**Extrait du document**
La cartographie politique qui se dessine offre une autre source d’espérance. Le peuple s’est prononcé, donnant une stature nationale à deux entités démocratiques faibles au départ : Ettakatol et CPR. Si Ennahda est majoritaire, il ne peut agir seul. La Tunisie échappe à la présence d’un parti hégémonique et dominant, ainsi qu’à une dangereuse bipolarité. Deux jours après le vote, Ennahda tendait la main aux formations laïques pour négocier un gouvernement d’unité nationale large. Il peut être préférable d’engager un long processus de démocratisation à partir d’un consensus multipartite que de balancer d’un extrême à l’autre au risque d’un durcissement radical de part et d’autre. .
Enfin, je voudrais saluer la position de Maya Jribi, secrétaire générale du parti démocrate progressiste (PDP), prenant acte de sa défaite dès le lendemain du scrutin : « Les tendances sont très claires…C’est la décision du peuple tunisien. Je m’incline devant ce choix. Je félicite ceux qui ont obtenu l’approbation du peuple tunisien ». Se rangeant dans le « camp de l’opposition », elle poursuivait : « Nous serons toujours là pour défendre une Tunisie moderne, prospère et modérée ». La maturité de cette femme force le respect ! A la première phase de la révolution en succède maintenant une deuxième : le long combat politique des négociations où chacun va apprendre à « faire avec » l’autre différent. Reste à espérer que chacun œuvre à la construction de l’Etat.

[Données de pointage d'objets nommés]
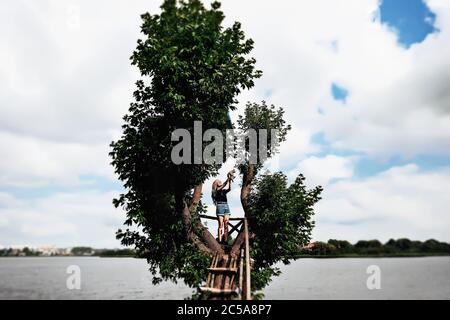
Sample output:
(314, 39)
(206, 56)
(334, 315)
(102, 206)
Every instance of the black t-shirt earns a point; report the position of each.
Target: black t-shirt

**Questions et consignes**
1 > Recopiez le passage de l'extrait sur les élections en Tunisie qui commence aux mots « Enfin, je voudrais » et s'arrête après « construction de l’Etat. ».
2 > Répondez à ces questions sur l'extrait sur les élections en Tunisie :
(a) Quelles sont les deux formations à qui le peuple a donné une stature nationale ?
(b) Combien de jours après le vote Ennahda a-t-il tendu la main aux formations laïques ?
(c) Quel poste Maya Jribi occupe-t-elle au PDP ?
3 > Reprenez l'extrait sur les élections en Tunisie et écrivez la suite à partir de sa dernière phrase.

**Réponses dans l'ordre**
1 >
Enfin, je voudrais saluer la position de Maya Jribi, secrétaire générale du parti démocrate progressiste (PDP), prenant acte de sa défaite dès le lendemain du scrutin : « Les tendances sont très claires…C’est la décision du peuple tunisien. Je m’incline devant ce choix. Je félicite ceux qui ont obtenu l’approbation du peuple tunisien ». Se rangeant dans le « camp de l’opposition », elle poursuivait : « Nous serons toujours là pour défendre une Tunisie moderne, prospère et modérée ». La maturité de cette femme force le respect ! A la première phase de la révolution en succède maintenant une deuxième : le long combat politique des négociations où chacun va apprendre à « faire avec » l’autre différent. Reste à espérer que chacun œuvre à la construction de l’Etat.

2 >
(a) Ettakatol et CPR.
(b) Deux jours.
(c) Secrétaire générale.

3 >
Ces germes d’espérance m’apparaissent essentiels ; ils pointent sur une certaine maturité humaine et politique des Tunisiens qui posent les bases nécessaires à l’ouverture de vraies discussions constitutionnelles. La Tunisie sera-t-elle le premier pays arabo-musulman où le pouvoir et la foi seraient séparés et où l’état de droit ne dépendrait plus de Dieu, mais du citoyen souverain ? Nos arrières petits-enfants pourront peut-être répondre à la question… Nous savons en effet que la création tout entière gémit dans les douleurs de l’enfantement ; la création sera libérée de l’esclavage de la corruption pour connaître la glorieuse liberté des enfants de Dieu (Rm 8, 22-23). Gardons l’espérance… L’Esprit veut en nous ce que le Père désire pour nous dans son dessein bienveillant et l’Esprit conduit tout homme de bonne volonté pour la construction d’un monde plus juste et plus fraternel. Puisse-t-il en être ainsi !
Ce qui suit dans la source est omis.